Given information:
[BEGIN]

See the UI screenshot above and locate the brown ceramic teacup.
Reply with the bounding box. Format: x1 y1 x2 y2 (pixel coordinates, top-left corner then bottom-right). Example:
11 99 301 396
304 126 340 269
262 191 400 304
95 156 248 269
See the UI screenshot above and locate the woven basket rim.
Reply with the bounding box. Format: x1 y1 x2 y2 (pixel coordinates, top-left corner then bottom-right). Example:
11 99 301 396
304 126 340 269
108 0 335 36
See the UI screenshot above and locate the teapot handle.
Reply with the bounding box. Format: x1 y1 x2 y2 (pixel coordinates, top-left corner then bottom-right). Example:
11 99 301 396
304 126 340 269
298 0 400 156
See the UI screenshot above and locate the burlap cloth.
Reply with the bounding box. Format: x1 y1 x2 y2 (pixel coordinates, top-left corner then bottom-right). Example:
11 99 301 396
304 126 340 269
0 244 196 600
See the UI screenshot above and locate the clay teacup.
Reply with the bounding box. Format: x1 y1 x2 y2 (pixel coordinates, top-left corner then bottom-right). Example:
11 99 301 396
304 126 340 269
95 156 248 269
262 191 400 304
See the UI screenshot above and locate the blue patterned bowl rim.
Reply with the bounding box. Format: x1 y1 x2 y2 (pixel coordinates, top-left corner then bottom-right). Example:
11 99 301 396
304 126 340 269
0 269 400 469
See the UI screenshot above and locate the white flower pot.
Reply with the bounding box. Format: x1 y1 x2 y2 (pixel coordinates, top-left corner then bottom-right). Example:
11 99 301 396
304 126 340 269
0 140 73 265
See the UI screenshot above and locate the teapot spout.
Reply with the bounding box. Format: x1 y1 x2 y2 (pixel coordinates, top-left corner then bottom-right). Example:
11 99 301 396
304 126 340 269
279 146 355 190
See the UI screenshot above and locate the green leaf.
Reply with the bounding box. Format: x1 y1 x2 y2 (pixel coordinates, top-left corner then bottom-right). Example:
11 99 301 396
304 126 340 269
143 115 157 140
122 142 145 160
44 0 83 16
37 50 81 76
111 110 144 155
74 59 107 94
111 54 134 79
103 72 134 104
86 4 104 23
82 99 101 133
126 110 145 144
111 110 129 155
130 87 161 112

[END]
[BEGIN]

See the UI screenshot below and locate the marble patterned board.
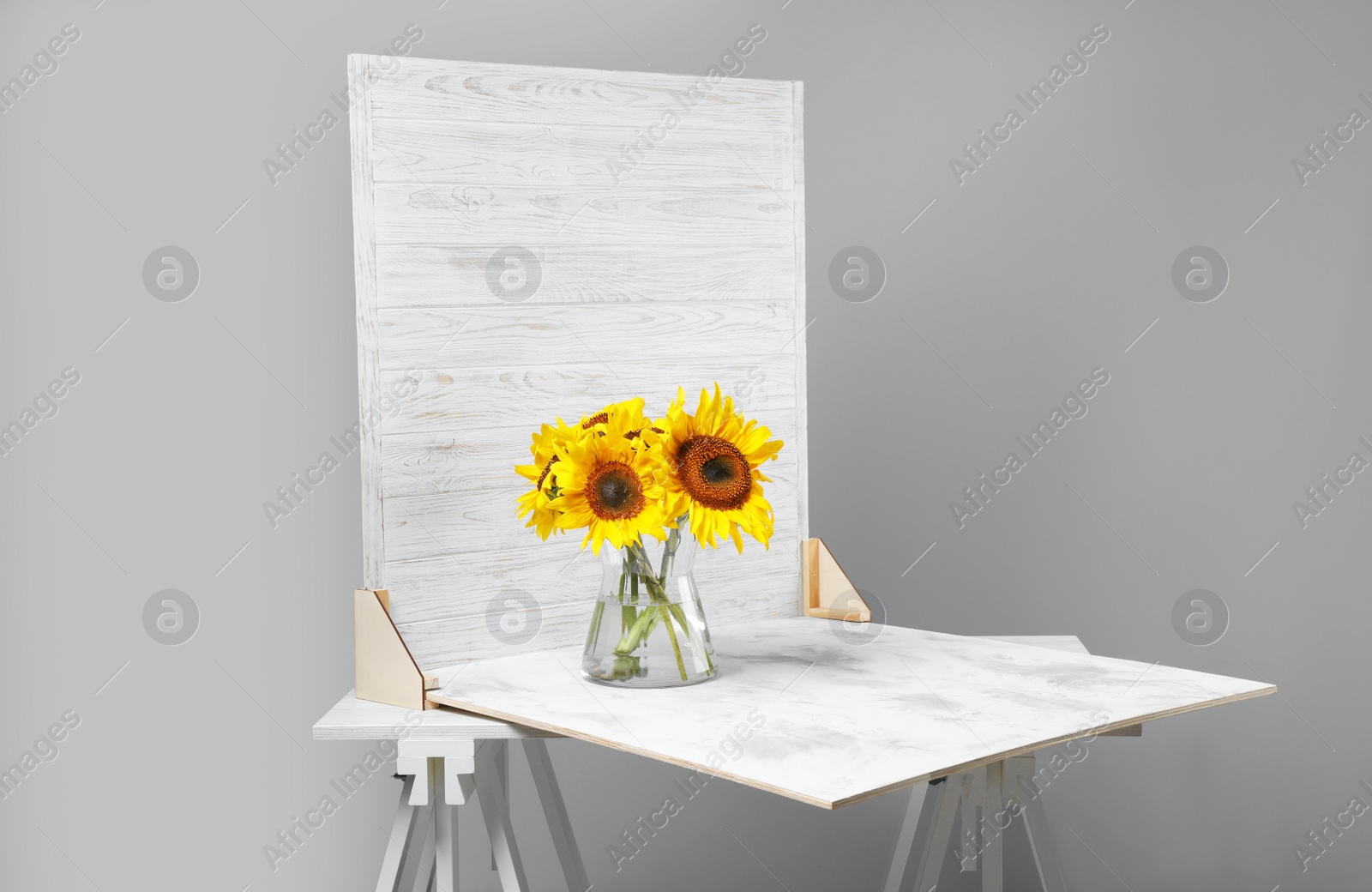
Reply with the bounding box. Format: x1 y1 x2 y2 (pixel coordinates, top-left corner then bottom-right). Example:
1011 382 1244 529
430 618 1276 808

[END]

What you will do:
Reproduce the lines from the one containing "See the UI screenshot above and locate the teapot handle." through the one containing "0 269 400 469", inclusive, with "burlap cloth" swapped for "linen cloth" and nothing else altered.

The response:
See the UI screenshot above and locate the teapot handle.
Reply with the bounding box. Format: x1 y1 x2 y2 (pixel coordinates, top-left corner then bottom-right). Example:
11 99 301 396
304 126 340 269
298 0 400 156
See the UI screenshot above and locate the linen cloth.
Reply with the bounding box. Format: x1 y1 x2 y2 (pixel coordinates, top-left corner then bottom-right). Example:
11 99 301 396
304 126 340 269
0 244 196 600
See the UI screenshot above and locate the clay teacup.
Reply with the bounding box. Format: x1 y1 x2 y2 (pixel coordinates, top-left corner then bottom-right). Example:
11 99 301 396
304 126 340 269
95 156 248 269
262 191 400 304
See the UI screenshot above and locate the blue patterned bowl rim.
Reply with the bounding box. Format: x1 y1 x2 y2 (pixel coordinates, top-left corner then bottom-right). Example:
11 99 301 396
304 126 340 269
0 269 400 469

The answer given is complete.